[Dataset records]
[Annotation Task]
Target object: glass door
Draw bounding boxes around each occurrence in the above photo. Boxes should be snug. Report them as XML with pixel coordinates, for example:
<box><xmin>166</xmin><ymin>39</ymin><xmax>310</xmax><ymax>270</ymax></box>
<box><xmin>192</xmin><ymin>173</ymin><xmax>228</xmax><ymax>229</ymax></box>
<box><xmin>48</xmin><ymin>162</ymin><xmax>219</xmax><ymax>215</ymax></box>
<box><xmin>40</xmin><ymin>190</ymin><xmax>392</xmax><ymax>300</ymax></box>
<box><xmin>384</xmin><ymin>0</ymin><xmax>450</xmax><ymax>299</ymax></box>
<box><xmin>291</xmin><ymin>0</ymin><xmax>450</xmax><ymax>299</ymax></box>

**GIVEN EXERCISE:**
Put these lines into a Markdown table with two columns, Row and Line, numbering each row and leaving out any blank lines.

**FULL ANSWER:**
| Row | Line |
|---|---|
| 1 | [Annotation Task] |
| 2 | Target object: glass door |
| 3 | Draw bounding boxes around each occurrence in the above photo. Boxes should be snug. Report them as XML with pixel coordinates, for example: |
| 4 | <box><xmin>166</xmin><ymin>39</ymin><xmax>310</xmax><ymax>270</ymax></box> |
| 5 | <box><xmin>192</xmin><ymin>173</ymin><xmax>228</xmax><ymax>229</ymax></box> |
| 6 | <box><xmin>48</xmin><ymin>162</ymin><xmax>219</xmax><ymax>215</ymax></box> |
| 7 | <box><xmin>40</xmin><ymin>190</ymin><xmax>392</xmax><ymax>300</ymax></box> |
| 8 | <box><xmin>384</xmin><ymin>0</ymin><xmax>450</xmax><ymax>299</ymax></box> |
| 9 | <box><xmin>291</xmin><ymin>0</ymin><xmax>450</xmax><ymax>299</ymax></box> |